From the items below, copy every line that contains the word "wooden". Matching is case-sensitive.
··· Materials provided
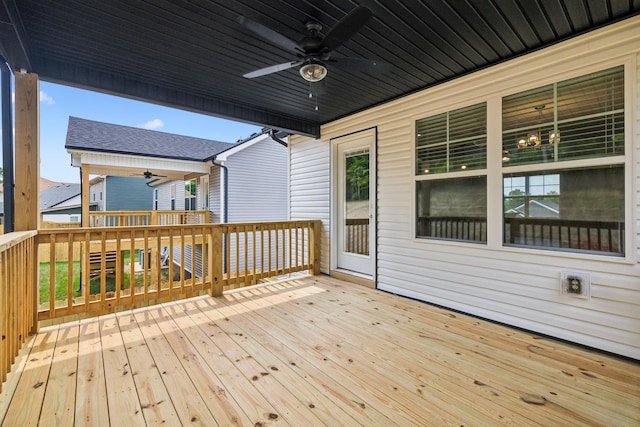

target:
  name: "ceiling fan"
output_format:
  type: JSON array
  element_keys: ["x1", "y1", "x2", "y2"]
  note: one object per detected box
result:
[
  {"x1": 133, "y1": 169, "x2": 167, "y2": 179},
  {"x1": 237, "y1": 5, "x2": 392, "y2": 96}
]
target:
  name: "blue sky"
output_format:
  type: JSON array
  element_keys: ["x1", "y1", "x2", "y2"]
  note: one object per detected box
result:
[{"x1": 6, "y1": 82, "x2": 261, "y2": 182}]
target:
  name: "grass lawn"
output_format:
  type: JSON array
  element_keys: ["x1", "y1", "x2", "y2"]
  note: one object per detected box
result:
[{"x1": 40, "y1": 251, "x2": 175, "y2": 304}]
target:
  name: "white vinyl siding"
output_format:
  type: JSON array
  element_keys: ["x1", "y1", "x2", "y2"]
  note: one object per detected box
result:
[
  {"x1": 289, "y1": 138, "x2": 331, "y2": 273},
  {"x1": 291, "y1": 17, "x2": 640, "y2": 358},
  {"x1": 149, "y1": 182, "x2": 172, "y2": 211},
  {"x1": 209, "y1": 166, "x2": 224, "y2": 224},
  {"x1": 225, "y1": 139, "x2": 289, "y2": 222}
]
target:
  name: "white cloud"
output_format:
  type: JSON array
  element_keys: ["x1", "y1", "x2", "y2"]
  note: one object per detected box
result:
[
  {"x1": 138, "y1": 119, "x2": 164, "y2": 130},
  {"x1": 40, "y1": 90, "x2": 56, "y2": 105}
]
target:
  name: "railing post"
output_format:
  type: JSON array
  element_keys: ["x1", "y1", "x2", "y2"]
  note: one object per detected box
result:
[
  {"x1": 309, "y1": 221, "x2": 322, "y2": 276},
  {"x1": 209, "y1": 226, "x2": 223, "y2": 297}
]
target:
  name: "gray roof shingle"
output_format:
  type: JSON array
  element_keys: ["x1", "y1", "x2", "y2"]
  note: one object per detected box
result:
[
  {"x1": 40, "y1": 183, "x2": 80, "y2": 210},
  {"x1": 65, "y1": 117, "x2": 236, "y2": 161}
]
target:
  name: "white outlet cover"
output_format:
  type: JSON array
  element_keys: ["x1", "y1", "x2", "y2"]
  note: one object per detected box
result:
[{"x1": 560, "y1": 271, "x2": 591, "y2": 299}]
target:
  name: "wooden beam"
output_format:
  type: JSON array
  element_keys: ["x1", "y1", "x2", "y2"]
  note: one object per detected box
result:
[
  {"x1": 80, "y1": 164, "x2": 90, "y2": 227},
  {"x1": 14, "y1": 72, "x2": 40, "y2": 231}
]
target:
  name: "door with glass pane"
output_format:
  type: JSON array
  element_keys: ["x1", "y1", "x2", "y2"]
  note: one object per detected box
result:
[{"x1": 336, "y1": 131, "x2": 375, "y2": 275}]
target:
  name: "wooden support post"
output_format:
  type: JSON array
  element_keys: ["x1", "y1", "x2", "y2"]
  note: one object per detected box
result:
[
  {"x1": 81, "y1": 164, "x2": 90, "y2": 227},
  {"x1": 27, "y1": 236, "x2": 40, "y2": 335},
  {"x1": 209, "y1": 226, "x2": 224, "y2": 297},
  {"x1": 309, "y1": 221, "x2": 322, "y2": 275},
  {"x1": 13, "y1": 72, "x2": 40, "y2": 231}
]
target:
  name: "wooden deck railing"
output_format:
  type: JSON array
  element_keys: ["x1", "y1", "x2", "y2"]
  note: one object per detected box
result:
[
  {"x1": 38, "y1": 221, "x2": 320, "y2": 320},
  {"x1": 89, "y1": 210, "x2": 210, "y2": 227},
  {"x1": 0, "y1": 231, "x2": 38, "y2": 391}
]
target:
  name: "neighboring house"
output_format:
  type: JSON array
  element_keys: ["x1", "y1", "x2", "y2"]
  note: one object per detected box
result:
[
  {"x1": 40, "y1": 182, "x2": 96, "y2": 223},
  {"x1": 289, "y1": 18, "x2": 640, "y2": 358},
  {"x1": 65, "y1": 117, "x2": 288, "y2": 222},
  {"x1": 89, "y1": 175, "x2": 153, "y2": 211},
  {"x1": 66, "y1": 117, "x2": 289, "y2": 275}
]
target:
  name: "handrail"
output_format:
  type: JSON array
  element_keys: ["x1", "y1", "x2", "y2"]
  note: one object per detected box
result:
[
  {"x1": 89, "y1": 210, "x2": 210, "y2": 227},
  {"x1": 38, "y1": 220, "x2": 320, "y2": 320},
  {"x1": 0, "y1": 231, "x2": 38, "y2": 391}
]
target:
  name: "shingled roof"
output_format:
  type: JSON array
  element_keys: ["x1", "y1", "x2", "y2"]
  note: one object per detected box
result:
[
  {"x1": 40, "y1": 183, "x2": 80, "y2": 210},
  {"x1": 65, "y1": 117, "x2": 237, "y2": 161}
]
······
[Reply]:
  name: "wooden beam"
  name: "wooden support post"
  name: "wooden deck railing"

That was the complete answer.